**Data entries**
□ □ □ □

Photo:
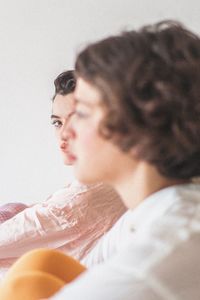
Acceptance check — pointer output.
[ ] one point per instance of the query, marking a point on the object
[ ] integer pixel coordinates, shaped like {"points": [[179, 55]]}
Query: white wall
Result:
{"points": [[38, 40]]}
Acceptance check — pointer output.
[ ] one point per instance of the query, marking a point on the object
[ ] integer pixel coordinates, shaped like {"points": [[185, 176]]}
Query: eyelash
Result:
{"points": [[81, 115], [56, 123]]}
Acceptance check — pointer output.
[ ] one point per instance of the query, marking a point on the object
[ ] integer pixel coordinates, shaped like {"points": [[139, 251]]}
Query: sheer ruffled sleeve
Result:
{"points": [[72, 220]]}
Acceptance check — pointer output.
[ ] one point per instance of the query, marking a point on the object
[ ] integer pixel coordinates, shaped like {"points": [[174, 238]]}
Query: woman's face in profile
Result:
{"points": [[62, 110], [96, 158]]}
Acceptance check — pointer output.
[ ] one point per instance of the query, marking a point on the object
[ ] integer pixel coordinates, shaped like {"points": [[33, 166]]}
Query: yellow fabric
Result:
{"points": [[39, 274]]}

□ □ □ □

The pictures should not appear in the copy; every other part of the records above must be returned exactly.

Photo:
Acceptance check — pointer output.
[ ] one point per instance of the query, marking a point on the object
[ ] integer pixel coordinates, shaped like {"points": [[179, 55]]}
Query: white wall
Result:
{"points": [[38, 40]]}
Acceptance check — pointer output.
[ ] one point per instance of the query, marking a point on the object
[ ] integer pixel coordinates, shaped like {"points": [[185, 176]]}
Query: eyelash
Result:
{"points": [[81, 115], [56, 123]]}
Acceptance check — pointer output.
[ ] one point per instance of the query, marking a point on the object
[ ] integer pixel coordinates, shaped like {"points": [[139, 251]]}
Query: sheer ruffled sleeve
Result:
{"points": [[72, 220]]}
Acceptance check — pointer output.
[ ] one point per instance of the query, marking a point on the object
[ ] integer pixel coordinates, shaped like {"points": [[174, 238]]}
Query: woman's face in profile
Result:
{"points": [[62, 110], [96, 158]]}
Acceptance check — pointer output.
[ ] one point per instance of the query, marking a point on the object
[ ] integer pixel coordinates, shaped like {"points": [[33, 166]]}
Query: yellow fabric
Result:
{"points": [[39, 274]]}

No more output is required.